• PROVIDED TEXT:
****************************************
# The boys



## Poodlebeguiled (May 27, 2013)

Aren't they magnificent? Click to enlarge


----------



## Asta's Mom (Aug 20, 2014)

What a sight and yes they are magnificent. Are they your neighbors?


----------



## Poodlebeguiled (May 27, 2013)

Yes, they are spotted in various places and sometimes on the farm next to me. I just hope they don't come through my front yard and wreck it. One of these days it might happen. But I don't see them that often. They spend a lot of time in this one big, huge farm land a couple 2-3 miles away and I'll sometimes see them on my way to the beach I like and that's a treat. That's a smaller herd. Most of them are here: https://www.myolympicpark.com/park/roosevelt President Roosevelt created the park to preserve the dwindling numbers of elk and they are protected. The Roosevelt elk are why the Olympic National Park was created.


----------



## Dogs4Life (May 27, 2018)

Beautiful!


----------



## Poodlebeguiled (May 27, 2013)

This is the time of year when you can sometimes hear them bugling...rutting season. And then you hear the coyotes after the bugling. This is what I hear many nights: 



 Then you wake up super tired as though your sleep had been interrupted a lot during the night. :argh: The elk stir up the little rodents and things in fields as they walk and then the coyotes come along behind them to hunt and eat those little rodents.
****************************************
• DATA LISTING:
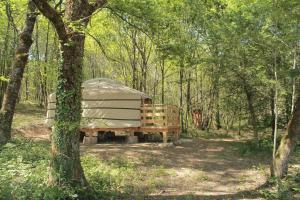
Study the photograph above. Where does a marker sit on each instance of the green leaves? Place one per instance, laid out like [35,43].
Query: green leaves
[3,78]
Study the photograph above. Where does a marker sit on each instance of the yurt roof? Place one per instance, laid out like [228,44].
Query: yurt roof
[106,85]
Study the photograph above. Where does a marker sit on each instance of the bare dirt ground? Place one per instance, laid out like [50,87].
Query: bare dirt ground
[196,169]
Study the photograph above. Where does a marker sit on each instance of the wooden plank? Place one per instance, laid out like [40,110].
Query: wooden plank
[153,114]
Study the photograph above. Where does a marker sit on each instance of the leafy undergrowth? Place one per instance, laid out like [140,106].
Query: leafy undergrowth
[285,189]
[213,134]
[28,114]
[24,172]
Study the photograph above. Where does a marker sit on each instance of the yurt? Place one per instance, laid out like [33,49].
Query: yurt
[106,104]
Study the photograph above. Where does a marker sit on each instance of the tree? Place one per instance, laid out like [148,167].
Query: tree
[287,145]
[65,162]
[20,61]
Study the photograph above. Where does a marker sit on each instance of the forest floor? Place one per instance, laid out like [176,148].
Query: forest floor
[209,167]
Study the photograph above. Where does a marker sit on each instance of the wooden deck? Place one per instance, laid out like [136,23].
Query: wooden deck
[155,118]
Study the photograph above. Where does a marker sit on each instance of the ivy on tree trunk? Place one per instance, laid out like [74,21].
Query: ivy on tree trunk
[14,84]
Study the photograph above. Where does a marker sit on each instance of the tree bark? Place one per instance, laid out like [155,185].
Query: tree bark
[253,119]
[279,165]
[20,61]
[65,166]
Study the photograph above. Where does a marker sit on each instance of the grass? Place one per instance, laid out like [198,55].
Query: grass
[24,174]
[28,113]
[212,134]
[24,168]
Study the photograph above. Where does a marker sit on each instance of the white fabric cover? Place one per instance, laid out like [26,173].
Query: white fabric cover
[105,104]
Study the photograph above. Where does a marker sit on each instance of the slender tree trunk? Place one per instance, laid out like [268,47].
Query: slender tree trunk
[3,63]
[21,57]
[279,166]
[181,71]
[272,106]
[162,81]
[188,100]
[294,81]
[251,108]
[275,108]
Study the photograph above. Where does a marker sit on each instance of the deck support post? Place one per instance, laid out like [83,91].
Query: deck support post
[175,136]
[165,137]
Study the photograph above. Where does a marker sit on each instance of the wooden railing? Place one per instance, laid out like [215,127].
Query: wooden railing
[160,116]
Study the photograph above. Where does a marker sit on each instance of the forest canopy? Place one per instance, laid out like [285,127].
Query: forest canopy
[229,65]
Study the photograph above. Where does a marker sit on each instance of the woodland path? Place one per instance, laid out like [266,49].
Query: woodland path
****************************************
• WHAT YOU HAVE TO DO: In the forum thread, what did President Roosevelt create the park to do?

• SOLUTION TO THE EXERCISE: To preserve the dwindling numbers of elk.